■ Listed records:

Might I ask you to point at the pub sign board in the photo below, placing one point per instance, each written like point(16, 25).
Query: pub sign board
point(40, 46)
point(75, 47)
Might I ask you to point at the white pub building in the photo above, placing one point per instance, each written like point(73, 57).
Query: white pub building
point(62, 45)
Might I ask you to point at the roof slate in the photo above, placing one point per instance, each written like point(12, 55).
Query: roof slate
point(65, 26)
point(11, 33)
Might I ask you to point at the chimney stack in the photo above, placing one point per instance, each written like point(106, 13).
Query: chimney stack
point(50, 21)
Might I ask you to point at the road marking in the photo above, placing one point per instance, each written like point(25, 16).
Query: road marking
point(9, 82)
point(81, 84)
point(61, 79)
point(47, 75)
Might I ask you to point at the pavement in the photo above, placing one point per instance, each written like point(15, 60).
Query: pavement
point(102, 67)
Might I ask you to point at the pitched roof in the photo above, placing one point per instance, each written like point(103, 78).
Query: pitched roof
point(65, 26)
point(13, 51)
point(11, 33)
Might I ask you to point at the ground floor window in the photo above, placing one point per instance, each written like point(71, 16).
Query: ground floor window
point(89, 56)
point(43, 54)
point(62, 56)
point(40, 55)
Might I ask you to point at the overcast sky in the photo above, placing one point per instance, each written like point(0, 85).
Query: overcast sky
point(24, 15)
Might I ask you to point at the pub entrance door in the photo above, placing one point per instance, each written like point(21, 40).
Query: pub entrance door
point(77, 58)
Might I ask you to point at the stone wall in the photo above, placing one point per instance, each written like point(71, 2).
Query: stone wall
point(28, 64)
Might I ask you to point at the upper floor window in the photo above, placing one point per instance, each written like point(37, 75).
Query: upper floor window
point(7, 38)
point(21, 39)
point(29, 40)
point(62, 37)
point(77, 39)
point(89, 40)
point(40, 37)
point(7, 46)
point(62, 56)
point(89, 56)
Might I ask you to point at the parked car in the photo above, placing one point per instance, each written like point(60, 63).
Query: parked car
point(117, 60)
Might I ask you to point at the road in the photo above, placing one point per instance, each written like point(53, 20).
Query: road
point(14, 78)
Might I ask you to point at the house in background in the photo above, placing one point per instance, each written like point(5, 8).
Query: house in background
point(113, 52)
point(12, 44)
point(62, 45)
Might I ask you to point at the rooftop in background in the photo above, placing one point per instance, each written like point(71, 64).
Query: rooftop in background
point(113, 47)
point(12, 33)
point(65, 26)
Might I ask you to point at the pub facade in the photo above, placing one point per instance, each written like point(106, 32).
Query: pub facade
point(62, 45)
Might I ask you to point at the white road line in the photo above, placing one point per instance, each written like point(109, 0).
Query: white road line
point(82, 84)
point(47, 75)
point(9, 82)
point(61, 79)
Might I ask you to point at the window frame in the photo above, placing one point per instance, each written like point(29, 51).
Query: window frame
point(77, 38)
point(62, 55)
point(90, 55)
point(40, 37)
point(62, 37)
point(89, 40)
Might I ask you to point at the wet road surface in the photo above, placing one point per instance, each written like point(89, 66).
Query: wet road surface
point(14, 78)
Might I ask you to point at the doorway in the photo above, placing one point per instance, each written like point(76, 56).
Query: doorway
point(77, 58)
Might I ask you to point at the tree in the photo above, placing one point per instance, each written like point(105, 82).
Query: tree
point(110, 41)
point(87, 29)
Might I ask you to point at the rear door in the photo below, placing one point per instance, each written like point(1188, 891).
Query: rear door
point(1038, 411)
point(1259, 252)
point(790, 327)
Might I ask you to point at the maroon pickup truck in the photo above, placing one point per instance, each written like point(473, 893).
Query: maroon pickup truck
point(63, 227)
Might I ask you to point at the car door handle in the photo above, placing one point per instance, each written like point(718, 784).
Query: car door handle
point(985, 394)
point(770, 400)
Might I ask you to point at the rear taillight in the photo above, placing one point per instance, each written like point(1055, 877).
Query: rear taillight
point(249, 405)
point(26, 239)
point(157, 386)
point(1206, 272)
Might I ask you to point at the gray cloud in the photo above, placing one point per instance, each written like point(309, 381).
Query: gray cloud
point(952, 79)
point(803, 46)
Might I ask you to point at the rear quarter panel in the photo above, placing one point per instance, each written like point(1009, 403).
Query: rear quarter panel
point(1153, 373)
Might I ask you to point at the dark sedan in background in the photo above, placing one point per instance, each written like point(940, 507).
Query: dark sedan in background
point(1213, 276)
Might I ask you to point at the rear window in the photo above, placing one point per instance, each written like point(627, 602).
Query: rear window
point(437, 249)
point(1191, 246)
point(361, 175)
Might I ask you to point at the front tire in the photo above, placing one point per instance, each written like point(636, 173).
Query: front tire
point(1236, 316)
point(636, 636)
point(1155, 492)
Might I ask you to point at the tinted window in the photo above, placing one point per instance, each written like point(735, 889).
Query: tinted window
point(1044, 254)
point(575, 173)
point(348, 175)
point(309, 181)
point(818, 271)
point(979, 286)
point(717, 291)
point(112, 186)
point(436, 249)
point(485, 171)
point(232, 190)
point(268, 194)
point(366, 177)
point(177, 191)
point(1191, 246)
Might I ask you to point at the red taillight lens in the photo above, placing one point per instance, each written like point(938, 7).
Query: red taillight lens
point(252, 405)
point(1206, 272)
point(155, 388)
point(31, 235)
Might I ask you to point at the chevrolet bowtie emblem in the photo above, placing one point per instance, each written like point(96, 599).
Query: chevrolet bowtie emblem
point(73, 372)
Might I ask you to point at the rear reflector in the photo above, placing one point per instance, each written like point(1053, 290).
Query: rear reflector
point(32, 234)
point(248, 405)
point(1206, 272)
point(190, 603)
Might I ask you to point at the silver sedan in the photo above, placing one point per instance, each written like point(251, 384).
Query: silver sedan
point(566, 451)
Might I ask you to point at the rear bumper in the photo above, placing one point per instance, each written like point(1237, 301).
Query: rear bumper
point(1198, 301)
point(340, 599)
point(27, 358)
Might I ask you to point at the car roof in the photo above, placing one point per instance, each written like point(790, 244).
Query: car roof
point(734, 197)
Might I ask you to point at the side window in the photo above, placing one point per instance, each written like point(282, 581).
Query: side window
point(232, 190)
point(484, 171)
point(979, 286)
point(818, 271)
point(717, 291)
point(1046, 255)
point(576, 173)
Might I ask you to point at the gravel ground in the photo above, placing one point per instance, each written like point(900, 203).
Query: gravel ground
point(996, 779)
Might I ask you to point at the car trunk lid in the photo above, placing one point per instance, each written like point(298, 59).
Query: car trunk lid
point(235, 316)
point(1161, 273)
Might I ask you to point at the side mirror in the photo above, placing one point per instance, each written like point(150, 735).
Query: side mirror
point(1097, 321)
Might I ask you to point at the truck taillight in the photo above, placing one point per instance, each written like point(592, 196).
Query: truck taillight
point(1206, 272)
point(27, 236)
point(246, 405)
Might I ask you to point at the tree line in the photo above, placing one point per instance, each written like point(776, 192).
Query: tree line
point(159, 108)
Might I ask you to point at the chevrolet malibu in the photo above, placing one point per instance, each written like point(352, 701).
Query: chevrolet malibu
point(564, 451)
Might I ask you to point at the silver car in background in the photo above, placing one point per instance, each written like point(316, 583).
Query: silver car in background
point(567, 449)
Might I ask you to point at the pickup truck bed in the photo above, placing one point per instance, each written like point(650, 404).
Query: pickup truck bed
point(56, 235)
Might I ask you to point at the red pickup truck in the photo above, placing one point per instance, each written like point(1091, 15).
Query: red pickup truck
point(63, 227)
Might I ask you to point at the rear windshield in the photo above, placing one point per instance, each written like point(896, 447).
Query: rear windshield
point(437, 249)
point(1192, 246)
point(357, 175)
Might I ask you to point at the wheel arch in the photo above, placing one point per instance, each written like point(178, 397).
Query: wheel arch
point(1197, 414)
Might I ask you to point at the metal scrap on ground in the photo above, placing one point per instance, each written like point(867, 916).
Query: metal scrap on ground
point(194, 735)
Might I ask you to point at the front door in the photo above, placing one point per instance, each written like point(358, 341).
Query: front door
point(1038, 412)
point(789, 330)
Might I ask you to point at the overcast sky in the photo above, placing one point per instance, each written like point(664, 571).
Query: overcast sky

■ Exercise goal: Copy only the stretch running from the line containing "Might I ask you to point at the truck" to the final line of the entries, both ends included, exactly as it stands.

■ The solution:
Might I ask you to point at the truck taillight in the photo above, placing one point per instance, each written like point(592, 196).
Query: truck taillight
point(1206, 272)
point(27, 236)
point(246, 405)
Might I ask you to point at the tree line in the photo above, placing one point per instance, each written like point(776, 192).
Query: tree line
point(159, 108)
Might I ask you to point at the chevrolet malibu in the photo above, placing one point per instance, each written like point(352, 701).
Query: chevrolet malibu
point(564, 451)
Might I ask you to point at the silver car in background in the photo above, placing one point per instance, each written like point(316, 583).
Query: silver car in background
point(567, 449)
Might I ask you to point at the pickup truck bed in the photo above, placing one point per instance, each written like point(650, 404).
Query: pickup truck bed
point(56, 235)
Might I ask you to point at the red pickup truck in the photo above, placing one point per instance, each written like point(1091, 15).
Query: red pickup truck
point(63, 227)
Might I ask you to point at the rear windshield in the photo above, placing one point per instance, each written like point(896, 447).
Query: rear windshield
point(437, 249)
point(1192, 246)
point(357, 175)
Might I ask you to point at the wheel arch in the photo above, placing one point per instance, each written like point(178, 397).
Query: wheel arch
point(1197, 414)
Might I ask you to point at the metal scrap on ground in the photo above, placing one point per instance, each written like point(867, 916).
Query: metal scrap on ground
point(194, 735)
Might I ask you to point at the front door in the photo above, placing one point per instance, each written like point(358, 341).
Query: front door
point(1038, 412)
point(789, 330)
Might I ask you to point at the overcast sky in the photo above, placing one point per instance, each written like point(664, 571).
Query: overcast sky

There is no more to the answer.